Provided records ::
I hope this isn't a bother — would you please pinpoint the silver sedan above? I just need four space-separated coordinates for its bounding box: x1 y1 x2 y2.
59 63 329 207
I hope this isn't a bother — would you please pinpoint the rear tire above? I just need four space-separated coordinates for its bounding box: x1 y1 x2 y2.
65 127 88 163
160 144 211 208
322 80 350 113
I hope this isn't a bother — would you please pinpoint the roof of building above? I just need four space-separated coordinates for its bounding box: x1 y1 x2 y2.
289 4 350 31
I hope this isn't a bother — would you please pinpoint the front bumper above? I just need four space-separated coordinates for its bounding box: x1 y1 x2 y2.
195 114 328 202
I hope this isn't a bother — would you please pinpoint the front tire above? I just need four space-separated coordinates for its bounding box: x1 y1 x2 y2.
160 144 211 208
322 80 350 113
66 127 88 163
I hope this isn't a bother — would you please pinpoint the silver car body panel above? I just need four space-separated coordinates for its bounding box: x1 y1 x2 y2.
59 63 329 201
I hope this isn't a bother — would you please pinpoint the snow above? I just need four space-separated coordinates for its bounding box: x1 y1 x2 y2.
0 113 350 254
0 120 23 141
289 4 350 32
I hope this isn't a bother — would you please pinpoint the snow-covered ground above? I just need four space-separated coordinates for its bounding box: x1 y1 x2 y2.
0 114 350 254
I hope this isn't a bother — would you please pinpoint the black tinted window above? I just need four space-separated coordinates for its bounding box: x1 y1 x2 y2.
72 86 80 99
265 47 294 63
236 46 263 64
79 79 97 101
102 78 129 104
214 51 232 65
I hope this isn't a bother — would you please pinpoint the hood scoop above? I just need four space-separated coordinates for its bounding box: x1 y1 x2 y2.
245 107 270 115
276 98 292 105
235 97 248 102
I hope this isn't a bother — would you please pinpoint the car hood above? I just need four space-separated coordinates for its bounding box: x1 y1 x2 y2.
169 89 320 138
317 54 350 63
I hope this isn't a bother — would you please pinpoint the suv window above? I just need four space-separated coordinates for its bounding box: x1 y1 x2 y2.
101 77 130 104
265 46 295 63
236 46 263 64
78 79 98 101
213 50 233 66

Your objective ::
Repeat word for word every line above, from the line containing "pinpoint the rear" down to the line containing "317 54 350 63", including both of those lines.

Written answer ::
I hope this isn't a bother — would you please pinpoint the rear tire above? I just need four space-separated coordinates for its bounding box: x1 y1 x2 y2.
65 127 88 163
160 144 211 208
322 80 350 113
I hope this isn't a bother — would you please pinpoint the roof of building above? I just need four space-separated coordinates for its bounding box: x1 y1 x2 y2.
289 4 350 31
I hope this isn't a bother — would you please pinpoint the front bumper above? I just need four space-separated coordinates for its bounding box: x1 y1 x2 y2.
195 114 328 202
I hope this isn't a bother — would you please pinpoint the front tire above? I just need four space-separated coordinates for its bounding box: x1 y1 x2 y2.
160 144 211 208
322 80 350 113
66 127 88 163
I hope this isn't a bother — would you please pinpoint the silver car body panel above? I just need four space-separated coordinates for its bounding box: x1 y1 x2 y2.
59 63 329 201
I hope this isn't a bother — would you please pinpoint the snow above? I just need four space-separated coordinates for its bounding box: x1 y1 x2 y2.
0 113 350 254
0 120 23 141
289 4 350 32
I hope this isn't a bother — would you please pinpoint the snow-covered ground above? I just need four space-separated coordinates for its bounding box: x1 y1 x2 y2.
0 114 350 254
I hope this isn't a bother — would you please pinpoint the black tinted window above? I just need four space-separated coordinates for its bounding box: x1 y1 x2 y2.
72 86 80 99
265 47 294 63
236 46 263 64
79 79 97 101
102 78 129 104
214 51 232 65
I hope this isn't a bother — would you please pinpoint the hood scoop above? I just need four space-separated coordinates for its bounding box: x1 y1 x2 y2.
245 107 270 115
276 98 292 105
235 97 248 102
I hope this isn't a bother — would you please pinpoint the car hood above? I just need four space-separated coordinates for its bounding box: x1 y1 x2 y2.
169 89 320 138
317 54 350 63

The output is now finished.